## GOAL OF THE EXERCISE
Copy the following lines back word for word, leaving out the pictures.

## INPUT ROWS
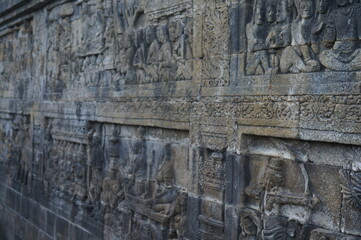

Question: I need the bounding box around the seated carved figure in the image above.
[280,0,320,73]
[246,0,271,75]
[320,0,361,71]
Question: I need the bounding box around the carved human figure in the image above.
[239,208,262,240]
[133,28,146,84]
[157,24,174,82]
[127,140,147,197]
[100,163,124,224]
[246,0,271,75]
[153,160,177,216]
[168,192,188,240]
[81,2,105,54]
[74,144,87,203]
[340,161,361,210]
[145,25,159,83]
[87,125,104,218]
[280,0,320,73]
[122,30,136,84]
[311,0,331,54]
[266,0,291,49]
[320,0,361,71]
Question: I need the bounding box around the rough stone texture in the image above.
[0,0,361,240]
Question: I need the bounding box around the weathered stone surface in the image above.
[0,0,361,240]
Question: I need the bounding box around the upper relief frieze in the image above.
[241,0,361,75]
[0,0,29,14]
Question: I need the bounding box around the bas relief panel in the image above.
[245,0,361,75]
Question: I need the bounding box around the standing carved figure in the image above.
[320,0,361,71]
[145,25,160,83]
[157,25,174,82]
[311,0,331,54]
[246,0,271,75]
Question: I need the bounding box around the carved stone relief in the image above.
[245,0,360,75]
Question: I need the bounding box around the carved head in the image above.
[317,0,330,14]
[276,0,289,23]
[299,0,314,19]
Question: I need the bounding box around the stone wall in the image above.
[0,0,361,240]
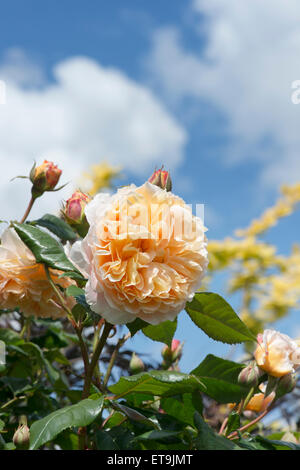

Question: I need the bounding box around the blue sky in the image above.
[0,0,300,374]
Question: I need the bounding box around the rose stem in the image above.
[20,197,36,224]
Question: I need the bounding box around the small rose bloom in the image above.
[254,330,300,377]
[63,191,91,225]
[0,228,75,318]
[148,168,172,191]
[69,182,208,325]
[245,386,275,413]
[229,384,276,413]
[30,160,62,194]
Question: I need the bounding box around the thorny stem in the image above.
[82,322,112,398]
[103,333,131,387]
[20,196,36,224]
[218,416,228,434]
[228,410,269,439]
[79,322,113,450]
[44,265,89,375]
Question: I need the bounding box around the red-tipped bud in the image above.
[238,361,263,387]
[13,416,30,450]
[63,191,91,225]
[148,168,172,191]
[129,352,145,374]
[61,191,91,237]
[276,373,297,396]
[30,160,62,197]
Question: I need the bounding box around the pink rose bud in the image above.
[148,167,172,191]
[30,160,62,197]
[129,352,145,374]
[63,191,91,225]
[161,339,183,364]
[13,416,30,450]
[276,373,297,397]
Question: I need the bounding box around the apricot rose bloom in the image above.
[254,330,300,377]
[69,182,208,325]
[0,228,75,318]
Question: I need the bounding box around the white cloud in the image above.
[148,0,300,185]
[0,50,186,223]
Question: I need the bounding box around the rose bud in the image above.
[63,191,91,225]
[13,416,30,450]
[238,361,263,387]
[61,191,91,237]
[30,160,62,197]
[161,339,183,364]
[129,352,145,374]
[148,167,172,191]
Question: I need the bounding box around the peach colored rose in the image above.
[0,228,74,318]
[254,330,300,377]
[69,182,208,325]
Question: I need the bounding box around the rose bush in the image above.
[0,161,299,451]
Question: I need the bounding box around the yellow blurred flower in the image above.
[83,162,121,196]
[0,228,75,318]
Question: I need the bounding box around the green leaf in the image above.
[20,342,60,385]
[0,328,23,345]
[160,393,201,426]
[185,292,256,344]
[30,214,77,242]
[96,429,120,450]
[194,411,242,450]
[13,223,80,274]
[111,402,159,429]
[109,370,205,398]
[135,430,181,442]
[226,411,241,436]
[191,354,248,403]
[29,397,103,450]
[142,318,177,347]
[126,318,149,337]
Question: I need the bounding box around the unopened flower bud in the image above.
[161,339,183,364]
[61,191,91,237]
[276,374,297,396]
[129,352,145,374]
[148,167,172,191]
[30,160,62,197]
[62,191,91,225]
[13,416,30,450]
[238,361,263,387]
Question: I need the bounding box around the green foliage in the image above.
[30,214,77,242]
[30,397,103,450]
[185,292,256,344]
[191,354,248,403]
[109,370,205,397]
[13,223,80,274]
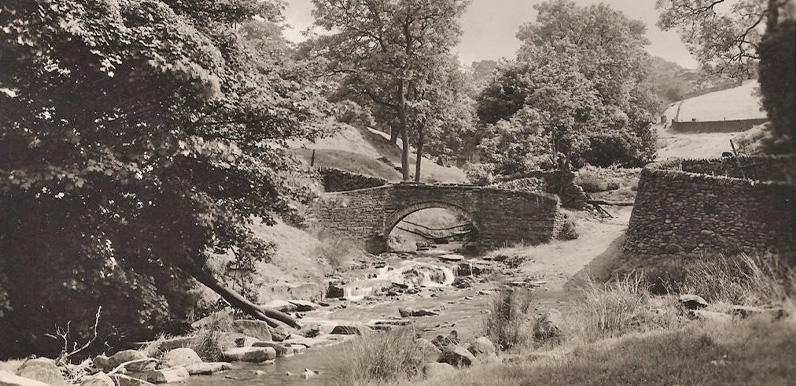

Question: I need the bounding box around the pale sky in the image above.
[285,0,697,68]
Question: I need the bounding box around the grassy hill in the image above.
[292,126,467,183]
[665,80,766,122]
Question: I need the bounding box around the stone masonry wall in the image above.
[318,168,387,193]
[625,156,796,255]
[316,183,559,251]
[672,118,768,133]
[496,170,586,209]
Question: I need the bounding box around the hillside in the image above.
[291,125,467,183]
[665,80,766,122]
[656,80,766,160]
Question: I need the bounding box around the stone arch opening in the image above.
[384,201,481,251]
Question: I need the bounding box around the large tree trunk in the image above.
[398,79,410,181]
[415,127,424,182]
[189,267,301,329]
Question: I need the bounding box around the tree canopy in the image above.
[0,0,325,355]
[657,0,796,153]
[478,0,661,169]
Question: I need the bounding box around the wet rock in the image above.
[222,347,276,362]
[260,300,298,312]
[431,330,459,350]
[415,338,442,362]
[0,371,50,386]
[533,309,564,341]
[451,276,475,289]
[296,324,321,340]
[232,320,271,341]
[17,358,66,386]
[332,325,365,335]
[288,300,321,312]
[678,295,708,310]
[158,336,196,351]
[439,254,464,261]
[398,308,439,318]
[146,367,191,383]
[252,342,293,358]
[371,319,412,331]
[161,348,202,368]
[185,362,232,375]
[467,337,497,358]
[663,244,683,255]
[437,346,475,367]
[326,282,345,299]
[423,363,456,378]
[730,306,788,320]
[688,310,732,322]
[80,373,116,386]
[262,326,290,342]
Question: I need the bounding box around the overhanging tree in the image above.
[656,0,796,153]
[313,0,468,180]
[0,0,323,355]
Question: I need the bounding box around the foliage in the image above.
[657,0,796,153]
[573,273,678,342]
[0,0,325,356]
[342,328,424,385]
[484,289,533,350]
[656,0,778,77]
[305,0,467,180]
[478,0,661,173]
[674,254,796,305]
[759,18,796,153]
[190,312,232,362]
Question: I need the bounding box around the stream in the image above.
[183,244,478,386]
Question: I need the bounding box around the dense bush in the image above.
[0,0,325,357]
[484,288,533,350]
[341,328,424,386]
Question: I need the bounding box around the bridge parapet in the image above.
[316,183,559,253]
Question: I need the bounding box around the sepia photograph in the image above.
[0,0,796,386]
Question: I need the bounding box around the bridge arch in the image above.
[314,183,559,253]
[384,201,481,236]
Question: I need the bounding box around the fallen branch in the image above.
[44,306,102,366]
[586,200,634,206]
[108,358,160,376]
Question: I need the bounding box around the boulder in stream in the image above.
[222,347,276,363]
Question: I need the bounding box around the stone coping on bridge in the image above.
[625,155,796,255]
[323,181,560,203]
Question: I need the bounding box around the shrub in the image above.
[576,274,676,341]
[484,288,533,351]
[341,328,423,385]
[558,220,580,240]
[315,232,362,270]
[190,312,232,362]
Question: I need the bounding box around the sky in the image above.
[285,0,698,68]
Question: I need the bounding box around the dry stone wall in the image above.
[316,183,560,252]
[625,156,796,255]
[672,118,768,133]
[318,168,387,193]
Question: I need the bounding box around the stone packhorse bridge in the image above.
[316,183,559,253]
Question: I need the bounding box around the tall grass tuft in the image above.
[341,328,424,386]
[484,288,533,351]
[190,312,232,362]
[680,254,796,305]
[573,274,678,342]
[315,232,363,270]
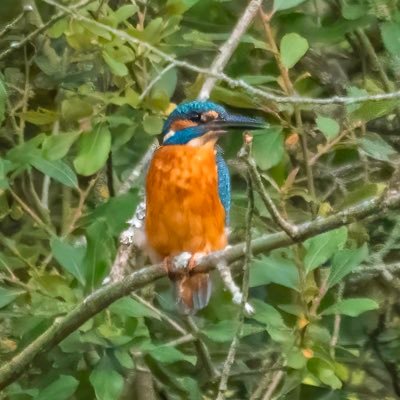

## EXERCISE SOLUTION
Question: I need the bounding box around the seated carved figure in the image above.
[280,0,320,73]
[246,0,271,75]
[320,0,361,71]
Question: I need the bounding box around the carved human figure in the image above.
[239,208,262,240]
[133,28,146,84]
[157,24,174,82]
[127,140,147,197]
[100,163,124,224]
[246,0,271,75]
[153,160,177,216]
[168,192,188,240]
[81,2,105,54]
[74,144,87,203]
[340,161,361,210]
[145,25,159,83]
[87,125,104,218]
[280,0,320,73]
[122,30,136,84]
[311,0,331,54]
[266,0,291,49]
[320,0,361,71]
Question: I need the bounding box around the rough stone texture in the image above.
[0,0,361,240]
Question: I need the bounding box around the weathered stone surface in the image above.
[0,0,361,240]
Question: I need the bounding box around the upper relief frieze in the image above.
[241,0,361,75]
[0,0,29,14]
Question: I need the bounding box around the bas relief panel in the image above.
[245,0,361,75]
Question: I need the bounding box around the standing carved figure in the image above.
[320,0,361,71]
[145,25,160,83]
[157,25,174,82]
[311,0,331,54]
[246,0,271,75]
Question: I need the bounding box around the carved stone relief in the image above.
[245,0,360,75]
Question: I need the bounding box around the carved head in the image above.
[317,0,330,14]
[276,0,289,23]
[299,0,314,19]
Question: I need the bounding box around the stone wall in the image above.
[0,0,361,240]

Question: I need the bounding box around the blue sky in the image above.
[0,0,300,374]
Question: I need the bounding box around the rose stem in the image above.
[20,197,36,224]
Question: I need the bounding box around the small rose bloom in the image above.
[254,330,300,377]
[63,191,91,225]
[0,228,75,318]
[148,168,172,191]
[69,182,208,325]
[245,386,275,413]
[229,384,276,413]
[30,160,62,194]
Question: I need the bounding box around the thorny stem in the image above.
[82,322,112,398]
[103,333,131,387]
[20,196,36,224]
[218,416,228,434]
[228,410,269,439]
[79,322,113,450]
[44,265,89,375]
Question: I need the bounding box around the red-tipped bud in the image above.
[238,361,263,387]
[13,416,30,450]
[63,191,91,225]
[148,168,172,191]
[129,352,145,374]
[61,191,91,237]
[276,373,297,396]
[30,160,62,197]
Question: I need the bounding box around the pink rose bud in the image above.
[148,167,172,191]
[30,160,62,197]
[129,352,145,374]
[63,191,91,225]
[161,339,183,364]
[13,416,30,450]
[276,373,297,397]
Question: I need the bounding box around the apricot rose bloom in the image above.
[254,330,300,377]
[69,182,208,325]
[0,228,75,318]
Question: I need the bounding box around the white cloud in the image above.
[148,0,300,185]
[0,50,186,223]
Question: I need the bounding box around the rose bud in the image above.
[63,191,91,225]
[13,416,30,450]
[238,361,263,387]
[61,191,91,237]
[30,160,62,197]
[161,339,183,364]
[129,352,145,374]
[148,167,172,191]
Question: I need the bounding box around the peach colored rose in the image above.
[0,228,74,318]
[254,330,300,377]
[69,182,208,325]
Question: I need the bounding box around the rose bush in the image above.
[0,161,299,451]
Question: I need the bounding box around the yellow blurred flower in the image above.
[83,162,121,196]
[0,228,75,318]
Question: I need the bounding box around the green leaf in the image above.
[20,342,60,385]
[0,328,23,345]
[160,393,201,426]
[185,292,256,344]
[30,214,77,242]
[96,429,120,450]
[194,411,242,450]
[13,223,80,274]
[111,402,159,429]
[109,370,205,398]
[135,430,181,442]
[226,411,241,436]
[191,354,248,403]
[29,397,103,450]
[142,318,177,347]
[126,318,149,337]
Question: I need the bounding box around the unopened flower bud in the image above.
[161,339,183,364]
[61,191,91,237]
[276,374,297,396]
[129,352,145,374]
[148,167,172,191]
[30,160,62,197]
[62,191,91,225]
[13,416,30,450]
[238,361,263,387]
Question: I need the bounding box around the green foliage in the image above.
[30,214,77,242]
[30,397,103,450]
[185,292,256,344]
[191,354,248,403]
[109,370,205,397]
[13,223,80,274]

Question: I need the bounding box around the pale sky in the image above.
[285,0,697,68]
Question: I need the bounding box around the grassy hill in the image above.
[292,126,467,183]
[665,80,766,122]
Question: I need the bounding box around the stone masonry wall in the image above.
[318,168,387,193]
[625,156,796,255]
[316,183,559,251]
[672,118,768,133]
[496,170,586,209]
Question: I need the bounding box around the hillside in the image above.
[291,125,467,183]
[665,80,766,122]
[656,80,766,160]
Question: I need the bounding box around the stone arch opening in the image above.
[384,201,481,251]
Question: I need the bounding box around the large tree trunk in the image above.
[398,79,410,181]
[415,127,424,182]
[189,267,301,329]
Question: I need the bounding box around the tree canopy in the image above.
[0,0,325,355]
[657,0,796,153]
[478,0,661,169]
Question: I need the bounding box around the wet rock in the image above.
[222,347,276,362]
[260,300,298,312]
[431,330,459,350]
[415,338,442,362]
[0,371,50,386]
[533,309,564,341]
[451,276,475,289]
[296,324,321,340]
[232,320,271,341]
[17,358,66,386]
[332,325,365,335]
[288,300,321,312]
[678,295,708,310]
[158,336,196,351]
[439,254,464,261]
[398,308,439,318]
[146,367,191,383]
[252,342,293,358]
[371,319,412,331]
[161,348,202,368]
[185,362,232,375]
[467,337,497,358]
[663,244,683,255]
[437,346,475,367]
[326,282,345,299]
[423,363,456,378]
[730,306,788,320]
[688,310,732,322]
[80,373,116,386]
[262,326,290,342]
Question: I need the bounding box around the overhanging tree in the image above.
[656,0,796,153]
[313,0,468,180]
[0,0,323,355]
Question: I need the bounding box around the foliage in the image above.
[657,0,796,153]
[573,273,678,342]
[0,0,325,356]
[342,328,424,385]
[484,289,533,350]
[656,0,778,77]
[305,0,467,180]
[478,0,661,173]
[674,254,796,305]
[759,18,796,153]
[190,312,232,362]
Question: I need the bounding box around the stream in the image above.
[183,244,478,386]
Question: I need the bounding box around the dense bush in the image above.
[0,0,325,357]
[484,288,533,350]
[341,328,424,386]
Question: I need the bounding box around the bridge parapet in the image above.
[316,183,559,253]
Question: I need the bounding box around the sepia photograph in the image above.
[0,0,796,386]
Question: I need the bounding box around the bridge arch in the image above.
[314,183,559,253]
[384,201,481,236]
Question: I need the bounding box around the fallen branch in the image above.
[44,306,102,366]
[586,200,634,206]
[108,358,160,376]
Question: I need the bounding box around the boulder in stream in the image above.
[222,347,276,363]
Question: I need the bounding box around the stone coping on bridge in the image above.
[625,155,796,255]
[323,181,560,203]
Question: I need the bounding box around the shrub in the image above.
[576,274,676,341]
[484,288,533,351]
[341,328,423,385]
[558,220,580,240]
[315,232,362,270]
[190,312,232,362]
Question: I need the bounding box around the sky in the image above.
[285,0,698,68]
Question: I need the bounding box around the dry stone wall in the image above.
[316,183,560,252]
[625,156,796,255]
[672,118,768,133]
[318,168,387,193]
Question: I need the bounding box around the stone packhorse bridge in the image above.
[316,183,559,253]
Question: I need the bounding box around the tall grass tuft in the image above.
[341,328,424,386]
[484,288,533,351]
[190,312,232,362]
[680,254,796,305]
[573,274,678,342]
[315,232,363,270]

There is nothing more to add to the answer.